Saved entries
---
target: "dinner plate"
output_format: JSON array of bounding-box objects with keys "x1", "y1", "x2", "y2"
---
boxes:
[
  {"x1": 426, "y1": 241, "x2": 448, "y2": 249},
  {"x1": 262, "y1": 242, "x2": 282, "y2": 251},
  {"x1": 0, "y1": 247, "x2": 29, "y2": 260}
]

#### [Exercise aim]
Rewrite the entries above, substituting "salad plate" for "dinner plate" and keeping everything else unchanged.

#### [Completed exercise]
---
target: "salad plate"
output_format: JSON array of bounding-box objects with keys "x1", "y1", "x2", "y2"
---
boxes:
[
  {"x1": 426, "y1": 241, "x2": 448, "y2": 249},
  {"x1": 262, "y1": 242, "x2": 282, "y2": 251},
  {"x1": 0, "y1": 247, "x2": 29, "y2": 260}
]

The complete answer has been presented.